| Records shown |
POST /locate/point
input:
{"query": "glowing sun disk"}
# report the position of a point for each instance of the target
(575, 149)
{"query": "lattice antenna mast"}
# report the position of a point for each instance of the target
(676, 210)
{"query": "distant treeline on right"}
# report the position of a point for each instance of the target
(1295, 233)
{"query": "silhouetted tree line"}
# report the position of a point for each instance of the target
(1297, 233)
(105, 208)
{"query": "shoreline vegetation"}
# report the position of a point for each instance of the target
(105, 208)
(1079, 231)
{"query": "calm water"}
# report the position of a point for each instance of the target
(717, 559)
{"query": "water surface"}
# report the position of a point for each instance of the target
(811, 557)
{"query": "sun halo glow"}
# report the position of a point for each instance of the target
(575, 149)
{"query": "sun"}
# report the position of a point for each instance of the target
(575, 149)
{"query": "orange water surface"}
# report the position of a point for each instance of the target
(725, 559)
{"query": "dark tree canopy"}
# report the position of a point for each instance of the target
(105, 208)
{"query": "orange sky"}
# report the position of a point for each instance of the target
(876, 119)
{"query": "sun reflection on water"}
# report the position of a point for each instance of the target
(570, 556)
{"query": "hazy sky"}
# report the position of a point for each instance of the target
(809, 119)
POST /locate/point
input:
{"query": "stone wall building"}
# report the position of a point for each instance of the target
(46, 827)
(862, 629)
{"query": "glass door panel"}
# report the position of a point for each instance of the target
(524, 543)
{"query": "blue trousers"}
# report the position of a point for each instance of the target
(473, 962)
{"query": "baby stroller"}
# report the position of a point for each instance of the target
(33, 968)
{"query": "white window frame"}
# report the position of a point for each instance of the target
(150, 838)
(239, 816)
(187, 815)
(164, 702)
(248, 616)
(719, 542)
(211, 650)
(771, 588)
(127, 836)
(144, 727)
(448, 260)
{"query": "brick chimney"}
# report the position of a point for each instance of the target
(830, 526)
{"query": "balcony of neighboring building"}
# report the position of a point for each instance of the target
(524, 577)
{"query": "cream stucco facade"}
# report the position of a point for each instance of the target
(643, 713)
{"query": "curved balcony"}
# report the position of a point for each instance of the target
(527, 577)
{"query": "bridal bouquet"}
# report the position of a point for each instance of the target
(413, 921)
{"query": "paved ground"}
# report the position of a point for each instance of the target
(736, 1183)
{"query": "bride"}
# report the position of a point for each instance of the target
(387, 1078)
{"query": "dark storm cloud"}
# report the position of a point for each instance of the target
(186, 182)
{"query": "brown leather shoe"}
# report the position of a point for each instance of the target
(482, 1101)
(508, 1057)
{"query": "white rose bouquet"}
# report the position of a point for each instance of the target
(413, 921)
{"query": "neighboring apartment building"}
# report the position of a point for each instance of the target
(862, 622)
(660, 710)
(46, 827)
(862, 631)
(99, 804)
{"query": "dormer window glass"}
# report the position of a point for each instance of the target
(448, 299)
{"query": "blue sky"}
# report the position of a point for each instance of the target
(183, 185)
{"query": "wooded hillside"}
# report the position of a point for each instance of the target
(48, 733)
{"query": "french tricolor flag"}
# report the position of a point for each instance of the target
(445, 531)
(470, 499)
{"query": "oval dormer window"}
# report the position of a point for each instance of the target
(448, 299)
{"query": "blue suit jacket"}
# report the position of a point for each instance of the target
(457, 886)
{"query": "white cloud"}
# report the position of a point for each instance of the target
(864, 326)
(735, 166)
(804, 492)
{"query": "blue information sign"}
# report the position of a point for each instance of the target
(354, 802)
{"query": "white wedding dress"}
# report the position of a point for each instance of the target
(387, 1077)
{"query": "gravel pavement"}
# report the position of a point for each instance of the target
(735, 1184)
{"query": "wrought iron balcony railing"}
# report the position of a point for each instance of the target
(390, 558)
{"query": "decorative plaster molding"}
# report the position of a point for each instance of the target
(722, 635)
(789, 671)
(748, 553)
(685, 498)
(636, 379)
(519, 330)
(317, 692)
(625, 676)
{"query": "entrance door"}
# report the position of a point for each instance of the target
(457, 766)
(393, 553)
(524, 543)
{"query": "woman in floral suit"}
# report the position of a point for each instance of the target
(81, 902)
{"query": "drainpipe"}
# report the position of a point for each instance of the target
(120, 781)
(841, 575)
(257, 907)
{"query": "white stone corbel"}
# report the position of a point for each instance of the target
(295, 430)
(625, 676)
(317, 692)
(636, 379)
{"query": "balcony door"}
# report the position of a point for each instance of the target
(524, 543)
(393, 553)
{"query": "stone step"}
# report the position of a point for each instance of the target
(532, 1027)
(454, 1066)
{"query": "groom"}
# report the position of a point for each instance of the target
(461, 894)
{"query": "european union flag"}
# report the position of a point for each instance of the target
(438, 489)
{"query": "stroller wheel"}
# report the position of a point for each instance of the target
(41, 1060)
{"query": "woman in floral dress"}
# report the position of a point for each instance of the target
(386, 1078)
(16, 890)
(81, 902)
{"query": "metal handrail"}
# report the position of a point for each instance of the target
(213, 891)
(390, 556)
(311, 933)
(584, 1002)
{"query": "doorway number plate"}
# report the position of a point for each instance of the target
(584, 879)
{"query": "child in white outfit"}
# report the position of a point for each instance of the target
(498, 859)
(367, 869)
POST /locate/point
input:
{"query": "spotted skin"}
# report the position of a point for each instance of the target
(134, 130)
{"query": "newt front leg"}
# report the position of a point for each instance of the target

| Action item |
Each line in which the string "dormer" is found must be copied from the data.

| Exercise response |
{"query": "dormer window glass"}
{"query": "oval dormer window"}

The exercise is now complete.